**Short exercise:** Can you repeat, word for word, everything in the data below from the line containing "yellow flower center and report the pixel coordinates." down to the line containing "cluster and report the pixel coordinates.", with both of those lines included?

**Dataset content:**
━━━━━━━━

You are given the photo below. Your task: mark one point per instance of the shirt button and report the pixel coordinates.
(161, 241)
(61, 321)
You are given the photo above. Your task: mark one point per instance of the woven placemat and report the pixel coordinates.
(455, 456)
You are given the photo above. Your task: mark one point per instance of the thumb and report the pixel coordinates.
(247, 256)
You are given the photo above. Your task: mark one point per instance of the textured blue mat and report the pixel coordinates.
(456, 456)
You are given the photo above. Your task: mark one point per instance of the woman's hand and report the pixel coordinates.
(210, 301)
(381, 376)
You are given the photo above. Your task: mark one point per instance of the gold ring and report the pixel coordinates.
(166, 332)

━━━━━━━━

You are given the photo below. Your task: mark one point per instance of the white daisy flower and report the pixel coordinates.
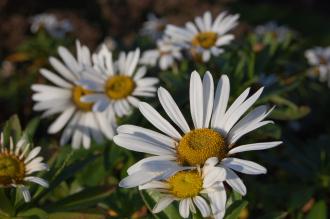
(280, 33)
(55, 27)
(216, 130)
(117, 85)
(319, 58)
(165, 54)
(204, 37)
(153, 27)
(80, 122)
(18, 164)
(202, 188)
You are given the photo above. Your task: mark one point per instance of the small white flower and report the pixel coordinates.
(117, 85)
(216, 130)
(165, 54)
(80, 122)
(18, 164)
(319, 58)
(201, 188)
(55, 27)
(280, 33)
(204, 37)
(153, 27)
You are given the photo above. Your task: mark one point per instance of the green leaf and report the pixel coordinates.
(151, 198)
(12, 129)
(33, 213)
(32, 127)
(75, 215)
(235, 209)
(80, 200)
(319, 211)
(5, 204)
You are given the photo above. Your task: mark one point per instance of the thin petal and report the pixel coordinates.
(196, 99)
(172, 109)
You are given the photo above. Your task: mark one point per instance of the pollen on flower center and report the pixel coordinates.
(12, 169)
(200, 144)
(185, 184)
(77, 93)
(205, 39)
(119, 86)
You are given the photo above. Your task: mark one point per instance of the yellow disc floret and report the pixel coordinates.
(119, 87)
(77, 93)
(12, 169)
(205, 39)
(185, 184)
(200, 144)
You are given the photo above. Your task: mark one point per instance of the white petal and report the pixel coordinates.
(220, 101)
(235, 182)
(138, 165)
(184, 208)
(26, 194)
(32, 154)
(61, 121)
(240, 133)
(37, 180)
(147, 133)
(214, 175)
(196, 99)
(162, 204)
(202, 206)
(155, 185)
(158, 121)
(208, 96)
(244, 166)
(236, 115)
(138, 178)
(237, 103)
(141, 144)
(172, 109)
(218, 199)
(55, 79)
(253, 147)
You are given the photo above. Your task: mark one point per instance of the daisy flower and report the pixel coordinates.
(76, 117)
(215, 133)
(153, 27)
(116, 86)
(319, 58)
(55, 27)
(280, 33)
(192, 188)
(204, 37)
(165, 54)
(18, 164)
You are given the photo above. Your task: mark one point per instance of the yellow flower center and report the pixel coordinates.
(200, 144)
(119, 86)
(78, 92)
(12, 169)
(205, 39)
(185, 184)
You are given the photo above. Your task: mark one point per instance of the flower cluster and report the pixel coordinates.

━━━━━━━━

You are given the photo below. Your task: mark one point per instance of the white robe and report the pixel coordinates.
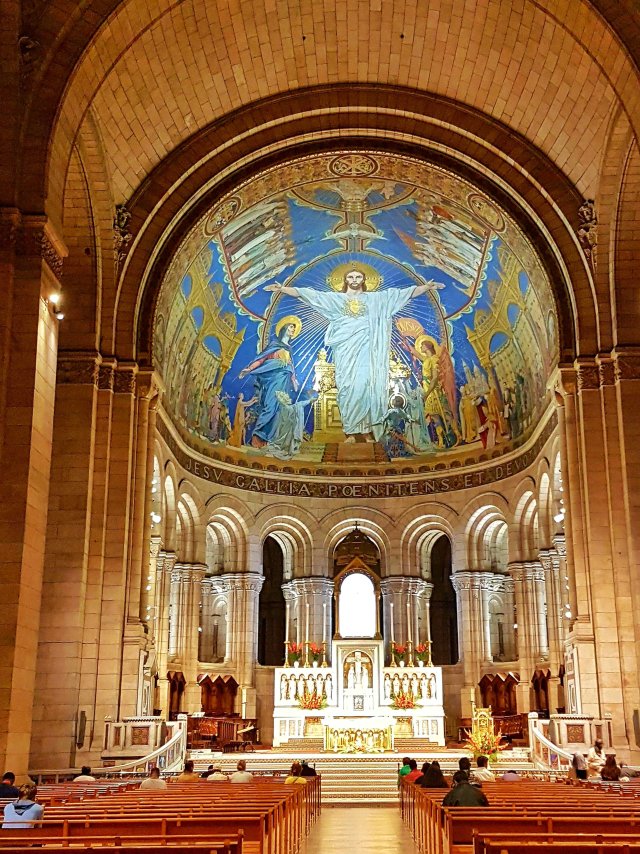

━━━━━━━━

**Result below:**
You are given the photo above. Your task: mark one point per instance of the yellow flower center and report the pixel coordinates.
(200, 144)
(119, 86)
(78, 92)
(12, 169)
(205, 39)
(185, 184)
You are given the photo above. Your task: mark one point per instance of the flower cluster and report the pixel coordinates.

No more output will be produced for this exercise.